*** Excerpted data

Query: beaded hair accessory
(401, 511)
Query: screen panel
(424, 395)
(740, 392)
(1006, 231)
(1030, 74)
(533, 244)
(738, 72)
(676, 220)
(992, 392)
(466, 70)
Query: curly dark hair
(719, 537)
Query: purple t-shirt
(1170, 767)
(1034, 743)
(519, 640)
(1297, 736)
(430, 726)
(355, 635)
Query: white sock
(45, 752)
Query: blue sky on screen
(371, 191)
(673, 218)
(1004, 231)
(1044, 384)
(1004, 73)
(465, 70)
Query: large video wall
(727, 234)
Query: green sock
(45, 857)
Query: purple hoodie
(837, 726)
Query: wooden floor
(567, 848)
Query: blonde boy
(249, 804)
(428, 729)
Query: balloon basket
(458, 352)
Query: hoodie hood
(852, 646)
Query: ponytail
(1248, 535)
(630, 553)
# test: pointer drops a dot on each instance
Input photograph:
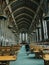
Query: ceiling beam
(27, 8)
(36, 14)
(24, 14)
(24, 19)
(11, 13)
(20, 22)
(17, 0)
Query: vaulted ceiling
(23, 13)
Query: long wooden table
(8, 53)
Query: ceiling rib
(23, 22)
(24, 19)
(24, 8)
(36, 13)
(11, 13)
(24, 14)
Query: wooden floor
(24, 59)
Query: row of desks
(41, 51)
(9, 53)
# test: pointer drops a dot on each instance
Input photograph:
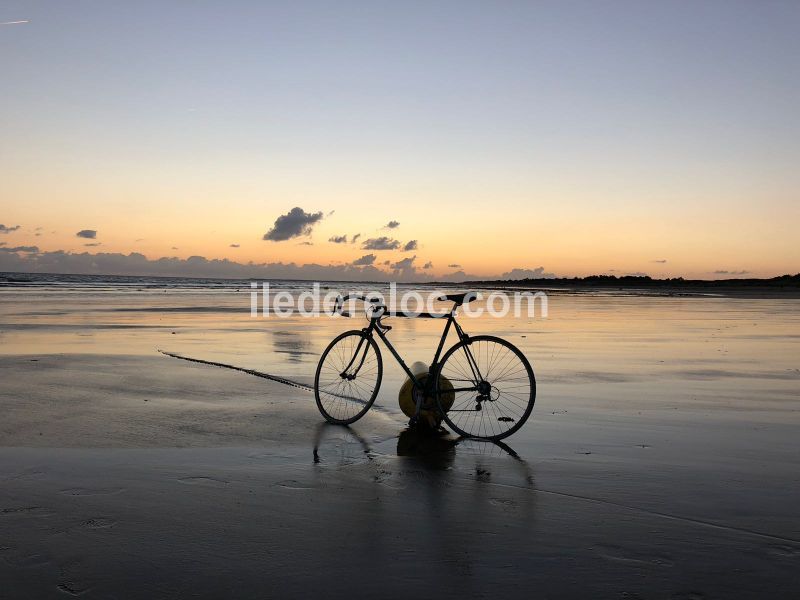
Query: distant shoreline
(784, 286)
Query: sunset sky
(581, 137)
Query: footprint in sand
(293, 484)
(205, 481)
(91, 491)
(99, 523)
(618, 554)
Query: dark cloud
(537, 273)
(367, 259)
(381, 243)
(405, 265)
(293, 224)
(135, 263)
(31, 259)
(25, 249)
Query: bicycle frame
(375, 326)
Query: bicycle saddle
(459, 299)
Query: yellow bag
(429, 413)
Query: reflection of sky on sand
(650, 359)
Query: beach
(661, 459)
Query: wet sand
(133, 477)
(661, 461)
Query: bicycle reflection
(341, 445)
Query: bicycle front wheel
(485, 388)
(348, 377)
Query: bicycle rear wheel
(348, 377)
(491, 386)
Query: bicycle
(483, 387)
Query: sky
(566, 138)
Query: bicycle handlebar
(340, 300)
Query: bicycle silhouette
(483, 387)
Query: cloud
(381, 243)
(293, 224)
(405, 264)
(26, 259)
(367, 259)
(31, 259)
(26, 249)
(537, 273)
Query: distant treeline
(644, 281)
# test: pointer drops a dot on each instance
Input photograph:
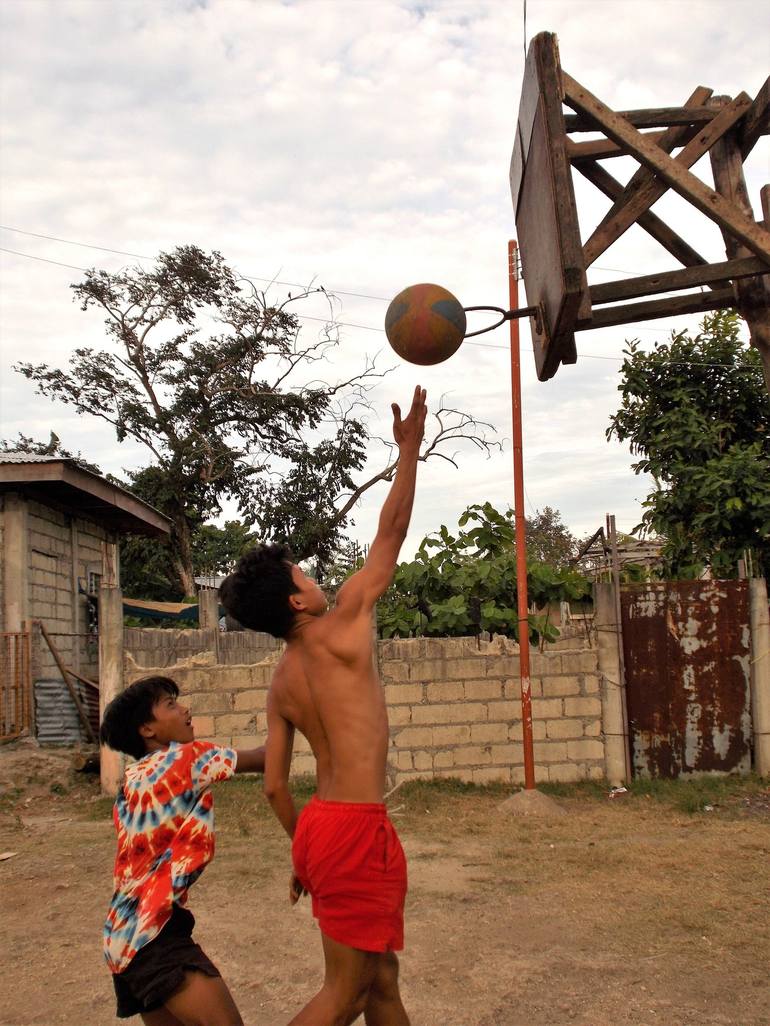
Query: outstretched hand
(409, 432)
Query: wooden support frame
(677, 137)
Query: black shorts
(158, 969)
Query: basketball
(425, 324)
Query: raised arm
(277, 764)
(362, 589)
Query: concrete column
(613, 724)
(760, 675)
(208, 608)
(110, 675)
(16, 563)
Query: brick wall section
(454, 707)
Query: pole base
(532, 802)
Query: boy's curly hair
(257, 592)
(130, 710)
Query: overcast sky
(363, 145)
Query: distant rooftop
(53, 480)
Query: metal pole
(523, 604)
(612, 535)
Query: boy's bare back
(326, 686)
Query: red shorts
(349, 858)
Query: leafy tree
(696, 411)
(548, 539)
(205, 375)
(466, 583)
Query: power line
(336, 323)
(257, 277)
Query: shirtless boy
(345, 850)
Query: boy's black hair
(257, 592)
(130, 710)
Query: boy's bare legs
(384, 1002)
(201, 1000)
(349, 975)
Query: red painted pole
(524, 623)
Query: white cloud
(362, 144)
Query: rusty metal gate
(687, 649)
(15, 685)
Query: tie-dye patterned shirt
(164, 819)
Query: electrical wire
(323, 320)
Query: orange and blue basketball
(425, 324)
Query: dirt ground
(648, 908)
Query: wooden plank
(644, 189)
(684, 182)
(753, 294)
(675, 306)
(546, 214)
(669, 281)
(657, 117)
(757, 121)
(667, 238)
(603, 149)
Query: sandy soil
(624, 912)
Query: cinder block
(583, 662)
(427, 669)
(587, 748)
(582, 707)
(471, 755)
(555, 686)
(241, 722)
(422, 760)
(203, 726)
(403, 760)
(509, 754)
(249, 701)
(492, 775)
(486, 733)
(550, 751)
(546, 708)
(545, 664)
(455, 734)
(212, 702)
(505, 710)
(566, 773)
(394, 669)
(445, 692)
(590, 684)
(461, 669)
(483, 688)
(459, 712)
(402, 694)
(414, 737)
(303, 763)
(399, 715)
(564, 728)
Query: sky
(362, 145)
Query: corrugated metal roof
(16, 457)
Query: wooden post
(110, 661)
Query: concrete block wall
(454, 707)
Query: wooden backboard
(553, 267)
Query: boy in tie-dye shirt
(164, 820)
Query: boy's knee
(386, 976)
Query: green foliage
(464, 584)
(198, 370)
(697, 412)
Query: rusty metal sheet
(687, 649)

******

**Objective**
Write out exactly the lines from the line holding "Query: sandy soil" through the last line of the data, and nothing besides those lines.

**Response**
Query: sandy soil
(624, 912)
Query: cinder block
(583, 662)
(427, 669)
(587, 748)
(582, 707)
(471, 755)
(555, 686)
(241, 722)
(422, 760)
(203, 726)
(403, 760)
(509, 754)
(249, 701)
(492, 775)
(486, 733)
(550, 751)
(546, 708)
(545, 664)
(455, 734)
(212, 702)
(505, 710)
(566, 773)
(394, 669)
(445, 692)
(590, 684)
(461, 669)
(483, 688)
(459, 712)
(402, 694)
(414, 737)
(303, 763)
(399, 715)
(564, 728)
Query: sky
(362, 145)
Query: corrugated metal roof
(16, 457)
Query: wooden post
(110, 661)
Query: concrete block wall
(454, 707)
Query: wooden backboard
(553, 267)
Query: boy in tie-dye shirt
(164, 820)
Query: boy's knee
(386, 976)
Query: green foliage
(464, 584)
(198, 370)
(697, 412)
Query: rusty metal sheet
(687, 649)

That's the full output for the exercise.